Records from a data source
- - -

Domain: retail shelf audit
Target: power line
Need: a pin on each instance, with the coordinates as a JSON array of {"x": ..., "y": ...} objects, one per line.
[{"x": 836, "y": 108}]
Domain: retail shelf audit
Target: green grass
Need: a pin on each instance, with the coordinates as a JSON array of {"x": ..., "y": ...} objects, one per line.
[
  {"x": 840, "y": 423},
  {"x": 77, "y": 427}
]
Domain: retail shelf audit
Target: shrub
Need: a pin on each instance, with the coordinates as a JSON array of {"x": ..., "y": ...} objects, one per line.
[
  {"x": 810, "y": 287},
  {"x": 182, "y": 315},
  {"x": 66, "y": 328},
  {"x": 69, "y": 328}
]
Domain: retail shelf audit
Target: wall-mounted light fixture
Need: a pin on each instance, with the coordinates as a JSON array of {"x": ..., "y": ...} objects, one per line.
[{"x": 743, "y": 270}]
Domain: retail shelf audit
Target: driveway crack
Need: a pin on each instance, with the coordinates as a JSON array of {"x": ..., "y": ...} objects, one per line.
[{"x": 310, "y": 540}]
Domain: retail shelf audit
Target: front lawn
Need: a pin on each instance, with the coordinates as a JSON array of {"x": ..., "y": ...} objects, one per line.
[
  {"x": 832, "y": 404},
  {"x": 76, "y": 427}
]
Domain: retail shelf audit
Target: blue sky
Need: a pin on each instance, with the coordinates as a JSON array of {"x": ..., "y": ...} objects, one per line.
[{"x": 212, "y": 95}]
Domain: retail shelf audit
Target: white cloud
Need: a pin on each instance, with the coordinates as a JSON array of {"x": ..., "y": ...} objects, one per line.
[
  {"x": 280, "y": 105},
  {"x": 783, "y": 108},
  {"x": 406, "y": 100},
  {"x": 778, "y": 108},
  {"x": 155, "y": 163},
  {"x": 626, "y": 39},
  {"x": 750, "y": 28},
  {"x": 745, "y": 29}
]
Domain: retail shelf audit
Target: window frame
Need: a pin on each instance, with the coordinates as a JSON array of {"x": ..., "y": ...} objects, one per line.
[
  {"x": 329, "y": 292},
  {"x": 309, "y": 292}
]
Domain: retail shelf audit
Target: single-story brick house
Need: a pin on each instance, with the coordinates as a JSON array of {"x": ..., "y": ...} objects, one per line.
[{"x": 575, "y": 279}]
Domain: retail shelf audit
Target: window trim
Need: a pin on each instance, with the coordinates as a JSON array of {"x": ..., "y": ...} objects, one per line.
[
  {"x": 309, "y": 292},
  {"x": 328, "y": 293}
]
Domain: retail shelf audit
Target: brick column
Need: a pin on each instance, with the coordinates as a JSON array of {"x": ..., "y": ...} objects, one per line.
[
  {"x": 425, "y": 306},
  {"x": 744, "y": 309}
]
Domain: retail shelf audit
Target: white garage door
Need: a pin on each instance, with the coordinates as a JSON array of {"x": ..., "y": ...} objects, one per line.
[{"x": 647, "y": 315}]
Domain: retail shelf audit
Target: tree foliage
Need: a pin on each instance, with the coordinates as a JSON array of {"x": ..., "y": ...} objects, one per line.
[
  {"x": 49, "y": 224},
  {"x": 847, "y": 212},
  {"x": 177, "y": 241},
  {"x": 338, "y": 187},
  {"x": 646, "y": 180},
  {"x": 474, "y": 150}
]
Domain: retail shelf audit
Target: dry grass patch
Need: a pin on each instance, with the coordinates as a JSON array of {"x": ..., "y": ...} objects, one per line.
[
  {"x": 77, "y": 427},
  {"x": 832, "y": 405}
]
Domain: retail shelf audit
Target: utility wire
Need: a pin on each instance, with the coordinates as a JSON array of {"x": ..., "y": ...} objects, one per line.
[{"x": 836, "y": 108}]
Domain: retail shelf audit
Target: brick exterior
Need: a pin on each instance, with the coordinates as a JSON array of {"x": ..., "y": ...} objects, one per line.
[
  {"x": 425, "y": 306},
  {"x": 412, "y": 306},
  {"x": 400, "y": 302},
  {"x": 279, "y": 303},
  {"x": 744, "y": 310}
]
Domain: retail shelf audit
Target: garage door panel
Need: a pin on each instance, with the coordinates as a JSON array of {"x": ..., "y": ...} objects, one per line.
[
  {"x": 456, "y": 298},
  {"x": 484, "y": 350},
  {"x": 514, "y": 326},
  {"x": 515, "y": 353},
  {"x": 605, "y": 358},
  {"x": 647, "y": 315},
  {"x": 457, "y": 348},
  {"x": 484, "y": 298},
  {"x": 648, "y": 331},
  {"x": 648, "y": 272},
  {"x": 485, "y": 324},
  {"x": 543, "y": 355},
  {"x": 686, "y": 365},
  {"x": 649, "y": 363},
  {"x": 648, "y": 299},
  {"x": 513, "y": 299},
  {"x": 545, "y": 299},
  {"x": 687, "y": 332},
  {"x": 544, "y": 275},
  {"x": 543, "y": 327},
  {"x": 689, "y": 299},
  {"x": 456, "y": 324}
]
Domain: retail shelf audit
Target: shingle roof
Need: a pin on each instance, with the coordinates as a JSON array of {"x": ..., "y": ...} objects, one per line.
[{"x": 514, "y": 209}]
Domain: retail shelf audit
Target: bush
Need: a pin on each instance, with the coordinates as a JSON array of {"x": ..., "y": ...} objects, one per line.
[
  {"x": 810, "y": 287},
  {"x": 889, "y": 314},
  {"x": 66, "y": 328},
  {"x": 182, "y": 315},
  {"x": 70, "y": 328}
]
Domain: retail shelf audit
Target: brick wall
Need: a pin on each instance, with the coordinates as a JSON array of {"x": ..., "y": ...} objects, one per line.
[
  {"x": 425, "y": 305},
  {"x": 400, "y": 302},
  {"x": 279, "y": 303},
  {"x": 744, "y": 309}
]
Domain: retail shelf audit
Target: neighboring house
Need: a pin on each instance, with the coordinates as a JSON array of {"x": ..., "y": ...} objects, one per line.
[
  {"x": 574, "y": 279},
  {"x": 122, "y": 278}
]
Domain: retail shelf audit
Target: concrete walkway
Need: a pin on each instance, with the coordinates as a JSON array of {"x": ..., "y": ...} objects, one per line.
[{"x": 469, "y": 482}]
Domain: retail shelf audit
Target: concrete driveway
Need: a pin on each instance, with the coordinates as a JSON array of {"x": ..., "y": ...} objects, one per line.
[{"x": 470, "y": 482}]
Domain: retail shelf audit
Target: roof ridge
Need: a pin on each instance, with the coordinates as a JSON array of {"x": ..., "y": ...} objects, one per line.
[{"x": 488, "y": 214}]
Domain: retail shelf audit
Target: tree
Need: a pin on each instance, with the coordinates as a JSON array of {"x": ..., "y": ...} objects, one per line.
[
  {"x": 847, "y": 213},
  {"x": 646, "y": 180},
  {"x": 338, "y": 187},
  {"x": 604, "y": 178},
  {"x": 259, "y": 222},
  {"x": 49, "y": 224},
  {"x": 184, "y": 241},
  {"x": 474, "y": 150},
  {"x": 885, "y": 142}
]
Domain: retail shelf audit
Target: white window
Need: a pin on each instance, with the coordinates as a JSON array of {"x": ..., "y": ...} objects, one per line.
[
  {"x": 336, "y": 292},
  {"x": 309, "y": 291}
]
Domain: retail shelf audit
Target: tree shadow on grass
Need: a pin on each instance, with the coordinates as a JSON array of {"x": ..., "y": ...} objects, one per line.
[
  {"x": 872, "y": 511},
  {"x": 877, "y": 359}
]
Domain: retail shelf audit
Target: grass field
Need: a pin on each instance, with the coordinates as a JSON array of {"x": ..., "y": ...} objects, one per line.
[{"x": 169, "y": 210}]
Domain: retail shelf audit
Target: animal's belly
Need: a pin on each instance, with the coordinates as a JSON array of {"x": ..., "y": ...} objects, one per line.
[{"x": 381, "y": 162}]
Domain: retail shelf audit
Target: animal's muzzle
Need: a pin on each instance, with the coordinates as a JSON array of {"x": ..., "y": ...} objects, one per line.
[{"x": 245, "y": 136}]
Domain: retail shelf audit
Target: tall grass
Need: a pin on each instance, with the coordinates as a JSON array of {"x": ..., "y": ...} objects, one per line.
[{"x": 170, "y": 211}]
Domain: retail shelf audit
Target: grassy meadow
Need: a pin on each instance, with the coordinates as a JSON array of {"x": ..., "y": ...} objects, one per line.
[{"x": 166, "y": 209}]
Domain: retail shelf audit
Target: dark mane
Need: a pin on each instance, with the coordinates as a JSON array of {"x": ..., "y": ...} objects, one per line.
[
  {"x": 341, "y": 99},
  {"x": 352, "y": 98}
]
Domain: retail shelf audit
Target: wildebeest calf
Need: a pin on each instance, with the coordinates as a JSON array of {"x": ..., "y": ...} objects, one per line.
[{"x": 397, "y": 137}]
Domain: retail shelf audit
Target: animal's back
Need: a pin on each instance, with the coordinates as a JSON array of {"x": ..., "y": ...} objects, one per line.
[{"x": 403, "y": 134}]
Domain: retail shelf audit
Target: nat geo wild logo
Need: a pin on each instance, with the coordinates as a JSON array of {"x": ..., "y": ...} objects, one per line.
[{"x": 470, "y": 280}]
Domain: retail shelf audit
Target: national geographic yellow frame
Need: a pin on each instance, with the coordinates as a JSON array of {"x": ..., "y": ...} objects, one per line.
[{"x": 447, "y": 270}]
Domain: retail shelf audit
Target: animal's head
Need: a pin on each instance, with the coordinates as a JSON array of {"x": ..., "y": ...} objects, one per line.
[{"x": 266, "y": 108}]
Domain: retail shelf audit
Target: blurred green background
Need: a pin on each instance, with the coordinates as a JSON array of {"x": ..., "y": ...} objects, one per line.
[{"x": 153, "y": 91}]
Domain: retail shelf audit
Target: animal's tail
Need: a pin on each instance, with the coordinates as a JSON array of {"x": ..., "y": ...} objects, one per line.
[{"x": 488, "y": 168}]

- - -

▸ **Problem to solve**:
Return every line of the listing above that contains the string "driveway", matching case exactly.

▸ **Written solution**:
Target: driveway crack
Target: concrete driveway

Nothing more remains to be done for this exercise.